> _Your tasks_:
A. Answer these questions using the Stemmer class documentation:
(i) Which class does Stemmer extend?
(ii) Which types does the caseOf method return for a word?
(iii) What does the removeAffixes method return?
B. Render this sentence from the Stemmer class documentation in Spanish: "Constructs a new Stemmer which will use the provided Dictionary to create its stems."
C. Carry on the Stemmer class documentation from the point where it stops.

> _Text section_:
━━━━━━━━━━━━━━━━━━━━

Class Stemmer


  • final class Stemmer
    extends java.lang.Object
    Stemmer uses the affix rules declared in the Dictionary to generate one or more stems for a word. It conforms to the algorithm in the original hunspell algorithm, including recursive suffix stripping.
    • Field Detail

      • formStep

        private final int formStep
    • Constructor Detail

      • Stemmer

        public Stemmer​(Dictionary dictionary)
        Constructs a new Stemmer which will use the provided Dictionary to create its stems.
        Parameters:
        dictionary - Dictionary that will be used to create the stems
    • Method Detail

      • stem

        public java.util.List<CharsRef> stem​(java.lang.String word)
        Find the stem(s) of the provided word.
        Parameters:
        word - Word to find the stems for
        Returns:
        List of stems for the word
      • stem

        public java.util.List<CharsRef> stem​(char[] word,
                                             int length)
        Find the stem(s) of the provided word
        Parameters:
        word - Word to find the stems for
        Returns:
        List of stems for the word
      • caseOf

        WordCase caseOf​(char[] word,
                        int length)
        returns EXACT_CASE,TITLE_CASE, or UPPER_CASE type for the word
      • caseFoldTitle

        private char[] caseFoldTitle​(char[] word,
                                     int length)
        folds titlecase variant of word to titleBuffer
      • caseFoldLower

        private char[] caseFoldLower​(char[] word,
                                     int length)
        folds lowercase variant of word (title cased) to lowerBuffer
      • capitalizeAfterApostrophe

        private static char[] capitalizeAfterApostrophe​(char[] word,
                                                        int length)
      • uniqueStems

        public java.util.List<CharsRef> uniqueStems​(char[] word,
                                                    int length)
        Find the unique stem(s) of the provided word
        Parameters:
        word - Word to find the stems for
        Returns:
        List of stems for the word
      • stemException

        private java.lang.String stemException​(int morphDataId)
      • removeAffixes

        boolean removeAffixes​(char[] word,
                              int offset,
                              int length,
                              boolean doPrefix,
                              int outerPrefix,
                              int innerPrefix,
                              int outerSuffix,
                              Stemmer.StemCandidateProcessor processor)
        Generates a list of stems for the provided word. It's called recursively when applying affixes one by one, setting (inner/outer)(Suffix/Prefix) parameters to non-negative values as that happens.
        Parameters:
        word - Word to generate the stems for
        doPrefix - true if we should remove prefixes
        Returns:
        whether the processing should be continued
      • stripAffix

        private char[] stripAffix​(char[] word,
                                  int offset,
                                  int length,
                                  int affixLen,
                                  int affix,
                                  boolean isPrefix)

━━━━━━━━━━━━━━━━━━━━

[Records for location labeling]
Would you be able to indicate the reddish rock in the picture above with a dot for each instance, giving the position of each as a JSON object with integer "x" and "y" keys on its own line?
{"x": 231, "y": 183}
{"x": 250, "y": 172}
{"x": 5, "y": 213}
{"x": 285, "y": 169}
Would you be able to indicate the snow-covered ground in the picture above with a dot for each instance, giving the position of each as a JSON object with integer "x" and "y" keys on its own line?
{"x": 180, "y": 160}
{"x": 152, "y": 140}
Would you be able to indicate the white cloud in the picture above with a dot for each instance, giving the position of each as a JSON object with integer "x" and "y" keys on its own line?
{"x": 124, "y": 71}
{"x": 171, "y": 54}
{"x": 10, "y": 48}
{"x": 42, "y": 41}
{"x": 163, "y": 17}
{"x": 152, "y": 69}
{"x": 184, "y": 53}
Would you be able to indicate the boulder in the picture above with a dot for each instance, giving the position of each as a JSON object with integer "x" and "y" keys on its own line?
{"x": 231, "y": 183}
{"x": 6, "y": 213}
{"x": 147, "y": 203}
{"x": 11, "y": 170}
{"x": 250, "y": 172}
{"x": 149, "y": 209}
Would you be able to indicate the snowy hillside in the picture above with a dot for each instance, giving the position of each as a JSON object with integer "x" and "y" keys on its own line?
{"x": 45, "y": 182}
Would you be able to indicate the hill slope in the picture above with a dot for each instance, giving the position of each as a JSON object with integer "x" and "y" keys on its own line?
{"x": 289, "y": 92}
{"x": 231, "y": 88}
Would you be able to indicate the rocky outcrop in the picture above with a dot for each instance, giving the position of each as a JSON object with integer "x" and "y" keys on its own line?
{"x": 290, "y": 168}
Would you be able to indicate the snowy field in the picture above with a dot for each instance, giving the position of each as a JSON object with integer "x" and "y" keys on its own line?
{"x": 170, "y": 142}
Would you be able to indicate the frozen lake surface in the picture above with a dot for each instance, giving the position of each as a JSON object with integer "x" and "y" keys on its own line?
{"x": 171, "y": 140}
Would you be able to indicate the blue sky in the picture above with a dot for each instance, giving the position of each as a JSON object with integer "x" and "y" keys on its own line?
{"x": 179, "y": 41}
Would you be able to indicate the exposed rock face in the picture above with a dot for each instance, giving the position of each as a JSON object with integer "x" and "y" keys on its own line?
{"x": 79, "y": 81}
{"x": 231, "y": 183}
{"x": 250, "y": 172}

━━━━━━━━━━━━━━━━━━━━

> _Final answers_:
A.
(i) java.lang.Object
(ii) EXACT_CASE, TITLE_CASE, or UPPER_CASE
(iii) Whether the processing should be continued

B. Construye un nuevo Stemmer que usará el Dictionary proporcionado para crear sus raíces.

C.
        Returns:
        null if affix conditions isn't met; a reference to the same char[] if the affix has no strip data and can thus be simply removed, or a new char[] containing the word affix removal
      • isAffixCompatible

        private boolean isAffixCompatible​(int affix,
                                          boolean isPrefix,
                                          int outerPrefix,
                                          int outerSuffix,
                                          WordContext context)
      • applyAffix

        private boolean applyAffix​(char[] word,
                                   int offset,
                                   int length,
                                   int affix,
                                   boolean prefix,
                                   int outerPrefix,
                                   int innerPrefix,
                                   int outerSuffix,
                                   Stemmer.StemCandidateProcessor processor)
        Applies the affix rule to the given word, producing a list of stems if any are found. Non-negative (inner/outer)(Suffix/Prefix) parameters indicate the already applied affixes.
        Parameters:
        word - Char array containing the word with the affix removed and the strip added
        offset - where the word actually starts in the array
        length - the length of the stripped word
        affix - the id of the affix in Dictionary.affixData
        prefix - true if we are removing a prefix (false if it's a suffix)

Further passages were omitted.